Write the lines below as a numbered list, skipping any blank lines. Omit the pictures from your answer.

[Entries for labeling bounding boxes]

______________________________

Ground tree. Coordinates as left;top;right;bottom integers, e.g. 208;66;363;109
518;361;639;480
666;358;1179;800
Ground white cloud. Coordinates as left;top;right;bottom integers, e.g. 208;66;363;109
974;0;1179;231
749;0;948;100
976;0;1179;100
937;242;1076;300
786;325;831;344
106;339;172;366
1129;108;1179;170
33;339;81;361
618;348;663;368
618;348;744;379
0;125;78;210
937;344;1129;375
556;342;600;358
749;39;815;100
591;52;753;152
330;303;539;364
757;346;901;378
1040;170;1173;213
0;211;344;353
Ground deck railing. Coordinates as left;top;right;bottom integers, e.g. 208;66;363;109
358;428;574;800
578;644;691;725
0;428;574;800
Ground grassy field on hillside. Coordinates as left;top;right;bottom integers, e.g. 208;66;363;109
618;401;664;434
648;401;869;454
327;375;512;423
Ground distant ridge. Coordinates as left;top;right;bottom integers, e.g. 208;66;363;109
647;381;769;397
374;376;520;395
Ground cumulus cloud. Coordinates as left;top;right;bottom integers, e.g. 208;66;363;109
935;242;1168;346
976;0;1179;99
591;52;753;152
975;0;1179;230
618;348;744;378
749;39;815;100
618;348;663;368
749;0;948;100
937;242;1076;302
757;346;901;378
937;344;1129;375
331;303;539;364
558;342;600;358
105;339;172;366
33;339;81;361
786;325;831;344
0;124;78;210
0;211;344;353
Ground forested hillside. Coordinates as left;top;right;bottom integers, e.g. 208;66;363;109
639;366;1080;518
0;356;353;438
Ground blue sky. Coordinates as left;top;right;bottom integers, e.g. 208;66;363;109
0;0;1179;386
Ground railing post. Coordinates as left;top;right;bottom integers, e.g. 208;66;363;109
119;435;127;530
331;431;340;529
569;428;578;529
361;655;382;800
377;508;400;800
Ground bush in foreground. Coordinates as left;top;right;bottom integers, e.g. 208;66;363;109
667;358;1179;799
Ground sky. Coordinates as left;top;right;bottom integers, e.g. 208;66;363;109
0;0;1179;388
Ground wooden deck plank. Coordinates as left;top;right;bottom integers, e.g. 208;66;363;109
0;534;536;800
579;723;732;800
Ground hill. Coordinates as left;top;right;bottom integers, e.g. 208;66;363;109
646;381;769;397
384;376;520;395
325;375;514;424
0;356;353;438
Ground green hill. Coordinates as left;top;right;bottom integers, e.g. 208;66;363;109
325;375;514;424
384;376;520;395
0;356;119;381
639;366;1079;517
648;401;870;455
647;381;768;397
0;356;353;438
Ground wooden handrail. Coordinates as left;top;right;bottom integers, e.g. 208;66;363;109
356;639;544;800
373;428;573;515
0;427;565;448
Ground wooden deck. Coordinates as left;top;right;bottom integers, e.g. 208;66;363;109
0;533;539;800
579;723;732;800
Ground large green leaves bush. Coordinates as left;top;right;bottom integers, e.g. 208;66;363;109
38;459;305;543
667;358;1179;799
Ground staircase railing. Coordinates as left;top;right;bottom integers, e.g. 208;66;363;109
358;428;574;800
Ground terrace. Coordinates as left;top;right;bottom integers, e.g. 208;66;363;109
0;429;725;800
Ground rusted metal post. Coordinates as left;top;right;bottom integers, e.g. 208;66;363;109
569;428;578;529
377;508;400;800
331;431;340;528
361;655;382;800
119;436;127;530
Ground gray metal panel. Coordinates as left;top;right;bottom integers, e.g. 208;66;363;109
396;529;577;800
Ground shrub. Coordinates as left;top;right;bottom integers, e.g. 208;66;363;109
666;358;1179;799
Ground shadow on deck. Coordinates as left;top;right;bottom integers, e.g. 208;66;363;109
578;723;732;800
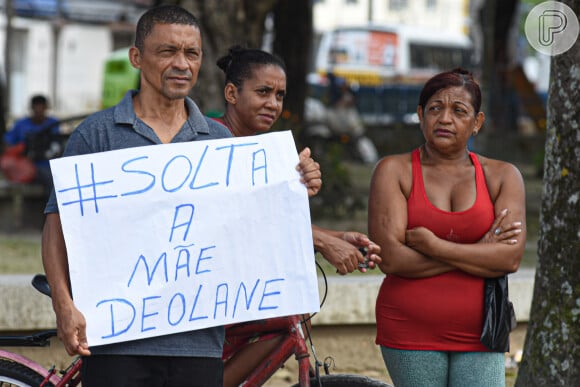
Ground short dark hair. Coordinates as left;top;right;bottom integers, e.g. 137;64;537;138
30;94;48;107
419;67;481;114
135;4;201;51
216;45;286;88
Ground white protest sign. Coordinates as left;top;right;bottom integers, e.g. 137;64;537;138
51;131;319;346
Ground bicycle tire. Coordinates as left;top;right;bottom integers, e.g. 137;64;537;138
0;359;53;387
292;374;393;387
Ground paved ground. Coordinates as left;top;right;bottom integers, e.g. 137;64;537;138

______________________________

▶ [The response]:
1. Ground tree. Coordinates as left;top;right;bottom integers, e.g. 208;66;363;109
2. 518;361;639;480
3. 666;358;1179;800
4. Ground white cloud. Coordinates as left;top;right;bottom integers, e.g. 208;66;363;109
5. 974;0;1179;231
6. 749;0;948;100
7. 976;0;1179;100
8. 937;242;1076;300
9. 786;325;831;344
10. 106;339;172;366
11. 1129;108;1179;170
12. 33;339;81;361
13. 618;348;663;368
14. 618;348;744;379
15. 0;125;78;210
16. 937;344;1129;375
17. 556;342;600;358
18. 749;39;815;100
19. 591;52;753;152
20. 330;303;539;364
21. 757;346;901;378
22. 1040;170;1173;213
23. 0;211;344;353
24. Ground deck railing. Coordinates as left;top;right;bottom integers, e.g. 208;66;363;109
25. 358;428;574;800
26. 578;644;691;725
27. 0;428;574;800
28. Ground grassy field on hillside. Coordinates as left;top;right;bottom integers, e.g. 208;66;363;109
29. 618;401;664;434
30. 648;401;869;454
31. 327;375;512;423
32. Ground distant ridge. Coordinates as left;top;right;bottom integers, e.g. 208;66;363;109
33. 647;381;769;397
34. 374;376;520;395
35. Ground cumulus cloud. Coordinates as left;top;right;bottom integers, e.g. 208;66;363;109
36. 935;242;1168;346
37. 976;0;1179;99
38. 591;52;753;152
39. 975;0;1179;230
40. 618;348;744;378
41. 749;39;815;100
42. 618;348;663;368
43. 749;0;948;100
44. 937;242;1076;302
45. 757;346;901;378
46. 937;344;1129;375
47. 331;303;539;364
48. 558;342;600;358
49. 105;339;172;366
50. 33;339;81;361
51. 786;325;831;344
52. 0;124;78;210
53. 0;211;344;353
54. Ground forested hillside. Coordinates as left;top;right;bottom integers, e.g. 208;66;363;109
55. 639;366;1080;518
56. 0;356;353;438
57. Ground blue sky. Coordinates as left;top;right;bottom integers, e.g. 208;66;363;109
58. 0;0;1179;386
59. Ground railing post. Coordinates as left;top;right;bottom integers, e.g. 208;66;363;109
60. 119;435;127;530
61. 331;431;340;529
62. 569;428;578;529
63. 361;655;382;800
64. 377;508;400;800
65. Ground bush in foreground. Coordinates as left;top;right;bottom integers, e.g. 208;66;363;109
66. 667;358;1179;799
67. Ground sky. Coordinates as left;top;right;bottom integers, e.g. 208;66;363;109
68. 0;0;1179;388
69. Ground wooden deck plank. Coordinates as left;top;right;bottom integers, e.g. 208;66;363;109
70. 0;534;536;800
71. 579;723;732;800
72. Ground hill. Coordinates as left;top;right;bottom integers, e.g. 208;66;363;109
73. 646;381;769;397
74. 384;376;520;395
75. 325;375;514;424
76. 0;356;353;438
77. Ground green hill. Coordinates as left;top;right;bottom integers, e.g. 208;66;363;109
78. 325;375;514;424
79. 384;376;520;395
80. 0;356;119;381
81. 639;366;1079;517
82. 648;401;870;455
83. 647;381;768;397
84. 0;356;353;438
85. Ground wooden handrail. Coordinates as left;top;right;bottom integers, e.g. 208;66;363;109
86. 356;639;544;800
87. 373;428;573;515
88. 0;427;565;448
89. Ground wooden deck. Coordinates as left;top;right;bottom integers, e.g. 208;66;363;109
90. 0;533;539;800
91. 579;723;732;800
92. Ground large green leaves bush. Coordinates as left;top;right;bottom integers, e.g. 208;66;363;109
93. 38;459;305;543
94. 667;358;1179;799
95. Ground staircase railing. Coordinates as left;top;right;bottom integers, e.g. 208;66;363;109
96. 358;428;574;800
97. Ground terrace. Coordinates as left;top;right;bottom integers, e.g. 208;66;363;109
98. 0;429;725;800
99. Ground rusted metal post. Coordinates as left;top;right;bottom integers, e.g. 208;66;363;109
100. 569;428;578;529
101. 377;508;400;800
102. 331;431;340;528
103. 361;655;382;800
104. 119;436;127;530
105. Ground gray metal panel. Coordinates as left;top;right;bottom integers, e.g. 208;66;363;109
106. 396;529;577;800
107. Ground shrub. Coordinates as left;top;right;bottom integers, e.g. 208;66;363;109
108. 666;358;1179;799
109. Ground shadow on deck. Coordinates as left;top;right;bottom integers, e.g. 208;66;363;109
110. 578;723;732;800
111. Ground short dark hair. Coordinates as left;top;right;bottom integers, e.g. 137;64;537;138
112. 30;94;48;107
113. 419;67;481;114
114. 135;4;201;51
115. 216;45;286;88
116. Ground white protest sign. Coordinates as left;top;right;bottom integers, e.g. 137;64;537;138
117. 51;131;319;346
118. Ground bicycle tire. Coordinates as left;top;right;bottom integers, e.g. 137;64;537;138
119. 0;359;53;387
120. 292;374;393;387
121. Ground paved ground. Coordinates as left;top;right;bottom integers, e.g. 137;64;537;138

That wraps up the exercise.